*Description of the task*:
Starting with the line that mentions "Target: crumpled paper sheet", repeat each line verbatim until the entries end, both ends included.

--------

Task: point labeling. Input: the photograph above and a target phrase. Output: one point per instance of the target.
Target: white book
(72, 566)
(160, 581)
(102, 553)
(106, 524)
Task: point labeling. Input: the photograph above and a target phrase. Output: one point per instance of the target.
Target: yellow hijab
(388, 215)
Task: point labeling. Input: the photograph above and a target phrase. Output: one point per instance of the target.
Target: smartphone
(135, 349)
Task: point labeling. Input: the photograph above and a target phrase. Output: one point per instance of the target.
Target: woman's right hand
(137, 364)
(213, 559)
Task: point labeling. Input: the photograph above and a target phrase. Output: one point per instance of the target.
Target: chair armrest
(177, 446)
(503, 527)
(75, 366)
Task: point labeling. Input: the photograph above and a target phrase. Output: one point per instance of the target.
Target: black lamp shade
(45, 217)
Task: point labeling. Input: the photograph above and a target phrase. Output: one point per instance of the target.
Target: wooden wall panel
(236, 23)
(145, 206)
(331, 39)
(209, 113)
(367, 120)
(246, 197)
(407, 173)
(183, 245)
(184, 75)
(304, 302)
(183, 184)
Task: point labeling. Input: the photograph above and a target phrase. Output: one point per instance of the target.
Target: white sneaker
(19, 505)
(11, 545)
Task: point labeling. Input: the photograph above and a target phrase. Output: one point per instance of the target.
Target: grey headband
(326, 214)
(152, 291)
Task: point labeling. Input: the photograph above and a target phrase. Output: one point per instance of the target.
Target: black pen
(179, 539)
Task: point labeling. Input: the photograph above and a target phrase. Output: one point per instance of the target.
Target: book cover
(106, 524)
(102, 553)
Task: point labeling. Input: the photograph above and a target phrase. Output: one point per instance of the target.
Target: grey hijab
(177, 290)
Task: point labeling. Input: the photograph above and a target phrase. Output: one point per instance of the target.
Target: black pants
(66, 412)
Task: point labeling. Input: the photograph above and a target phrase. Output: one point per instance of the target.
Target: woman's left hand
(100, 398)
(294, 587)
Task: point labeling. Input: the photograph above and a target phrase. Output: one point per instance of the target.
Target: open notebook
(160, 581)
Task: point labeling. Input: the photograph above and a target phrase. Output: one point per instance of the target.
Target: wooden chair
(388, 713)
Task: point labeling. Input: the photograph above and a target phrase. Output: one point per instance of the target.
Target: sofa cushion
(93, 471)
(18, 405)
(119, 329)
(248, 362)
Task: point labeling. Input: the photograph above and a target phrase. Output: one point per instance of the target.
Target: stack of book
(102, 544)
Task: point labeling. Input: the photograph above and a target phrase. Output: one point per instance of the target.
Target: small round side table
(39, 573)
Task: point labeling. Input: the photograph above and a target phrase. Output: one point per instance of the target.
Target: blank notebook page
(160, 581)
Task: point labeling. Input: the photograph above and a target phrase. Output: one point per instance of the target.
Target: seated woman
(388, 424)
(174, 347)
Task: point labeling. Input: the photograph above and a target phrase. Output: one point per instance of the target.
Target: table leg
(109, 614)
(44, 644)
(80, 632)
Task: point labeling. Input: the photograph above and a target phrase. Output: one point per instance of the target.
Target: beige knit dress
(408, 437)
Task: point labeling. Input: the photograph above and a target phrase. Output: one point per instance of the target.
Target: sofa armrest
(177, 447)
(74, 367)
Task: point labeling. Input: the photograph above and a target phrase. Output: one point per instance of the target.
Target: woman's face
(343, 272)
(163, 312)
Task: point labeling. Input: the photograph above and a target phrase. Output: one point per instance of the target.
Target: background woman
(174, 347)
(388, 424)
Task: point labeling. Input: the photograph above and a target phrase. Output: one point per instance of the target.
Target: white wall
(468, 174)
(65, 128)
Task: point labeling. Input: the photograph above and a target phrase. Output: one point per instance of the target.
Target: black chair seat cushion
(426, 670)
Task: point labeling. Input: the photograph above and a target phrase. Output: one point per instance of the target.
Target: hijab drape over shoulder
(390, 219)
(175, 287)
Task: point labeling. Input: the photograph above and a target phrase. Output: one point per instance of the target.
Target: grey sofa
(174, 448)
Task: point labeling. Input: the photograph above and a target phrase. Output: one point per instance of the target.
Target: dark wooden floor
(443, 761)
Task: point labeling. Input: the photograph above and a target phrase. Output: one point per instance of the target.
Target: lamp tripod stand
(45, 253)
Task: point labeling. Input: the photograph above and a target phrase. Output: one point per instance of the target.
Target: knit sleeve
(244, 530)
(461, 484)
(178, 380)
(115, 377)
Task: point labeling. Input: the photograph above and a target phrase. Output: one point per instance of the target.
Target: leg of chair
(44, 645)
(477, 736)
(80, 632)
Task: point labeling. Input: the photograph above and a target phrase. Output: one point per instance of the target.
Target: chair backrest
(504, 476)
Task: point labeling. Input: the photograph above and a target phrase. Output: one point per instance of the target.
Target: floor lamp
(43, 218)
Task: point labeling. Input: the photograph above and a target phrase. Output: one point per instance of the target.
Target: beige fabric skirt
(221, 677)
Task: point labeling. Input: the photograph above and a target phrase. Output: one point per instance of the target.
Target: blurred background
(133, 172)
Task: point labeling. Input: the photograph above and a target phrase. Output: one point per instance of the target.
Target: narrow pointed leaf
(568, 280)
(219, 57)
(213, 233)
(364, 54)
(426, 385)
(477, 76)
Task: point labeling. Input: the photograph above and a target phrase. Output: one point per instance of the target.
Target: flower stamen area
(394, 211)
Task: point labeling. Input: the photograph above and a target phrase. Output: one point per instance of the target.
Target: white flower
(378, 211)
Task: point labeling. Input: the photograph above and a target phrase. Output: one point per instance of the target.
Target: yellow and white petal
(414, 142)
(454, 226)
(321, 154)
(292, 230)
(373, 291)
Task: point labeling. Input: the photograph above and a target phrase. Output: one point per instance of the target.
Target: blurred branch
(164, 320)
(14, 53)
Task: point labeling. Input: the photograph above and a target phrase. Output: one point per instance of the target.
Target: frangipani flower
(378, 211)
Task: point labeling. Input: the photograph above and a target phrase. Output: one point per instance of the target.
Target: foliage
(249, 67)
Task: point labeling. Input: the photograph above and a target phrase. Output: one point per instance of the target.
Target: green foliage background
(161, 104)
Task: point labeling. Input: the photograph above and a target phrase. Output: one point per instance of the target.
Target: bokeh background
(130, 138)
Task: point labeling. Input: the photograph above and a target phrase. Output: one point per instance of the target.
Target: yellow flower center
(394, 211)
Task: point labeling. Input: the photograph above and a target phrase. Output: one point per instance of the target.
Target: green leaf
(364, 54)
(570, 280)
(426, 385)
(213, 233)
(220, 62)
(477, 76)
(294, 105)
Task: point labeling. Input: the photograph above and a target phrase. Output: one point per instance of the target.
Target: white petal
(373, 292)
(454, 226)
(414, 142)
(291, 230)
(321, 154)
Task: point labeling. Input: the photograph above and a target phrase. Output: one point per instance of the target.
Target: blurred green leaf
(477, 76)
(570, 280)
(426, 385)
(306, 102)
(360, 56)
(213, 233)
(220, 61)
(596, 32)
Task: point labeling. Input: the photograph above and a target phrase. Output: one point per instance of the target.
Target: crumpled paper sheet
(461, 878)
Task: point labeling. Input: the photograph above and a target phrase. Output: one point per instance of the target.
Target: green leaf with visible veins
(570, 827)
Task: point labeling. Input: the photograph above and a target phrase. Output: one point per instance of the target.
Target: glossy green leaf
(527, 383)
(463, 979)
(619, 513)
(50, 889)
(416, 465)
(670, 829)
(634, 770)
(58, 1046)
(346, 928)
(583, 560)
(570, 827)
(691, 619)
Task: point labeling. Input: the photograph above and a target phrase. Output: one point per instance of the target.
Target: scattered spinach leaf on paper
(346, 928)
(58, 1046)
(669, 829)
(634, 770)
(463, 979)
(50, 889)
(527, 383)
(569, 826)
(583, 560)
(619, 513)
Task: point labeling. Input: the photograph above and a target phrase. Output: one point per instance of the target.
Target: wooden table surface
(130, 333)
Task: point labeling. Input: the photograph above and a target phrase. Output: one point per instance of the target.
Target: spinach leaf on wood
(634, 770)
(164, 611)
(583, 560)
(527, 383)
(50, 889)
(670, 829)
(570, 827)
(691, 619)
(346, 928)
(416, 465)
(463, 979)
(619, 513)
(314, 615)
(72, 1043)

--------

*Reply*:
Target: crumpled paper sheet
(461, 878)
Task: point labeling. Input: the photograph above and a target phrase. Output: one point per instance of the target.
Target: green leaf with visible veins
(570, 827)
Task: point labeling. Input: the photograph above and a target phrase. Output: one point per instance of the target.
Target: glossy green leaf
(527, 383)
(463, 979)
(619, 513)
(50, 889)
(416, 465)
(670, 829)
(634, 770)
(58, 1046)
(346, 928)
(583, 560)
(570, 827)
(691, 619)
Task: point labeling. Input: the photograph above and a target phrase. Output: one point per instance of the target.
Target: scattered spinach leaf on paper
(346, 928)
(58, 1046)
(669, 829)
(634, 770)
(463, 979)
(50, 889)
(527, 383)
(569, 826)
(583, 560)
(619, 513)
Task: point labeling. Input: the photograph above and a target phrase. Output: one point per instance of the target.
Target: wooden table surface
(130, 333)
Task: point labeling. Input: the photograph above and a target phrase. Output: one point per instance of the target.
Target: spinach leaf on wood
(634, 770)
(164, 611)
(583, 560)
(527, 383)
(50, 889)
(670, 829)
(570, 827)
(691, 619)
(346, 928)
(416, 465)
(463, 979)
(619, 513)
(314, 615)
(72, 1043)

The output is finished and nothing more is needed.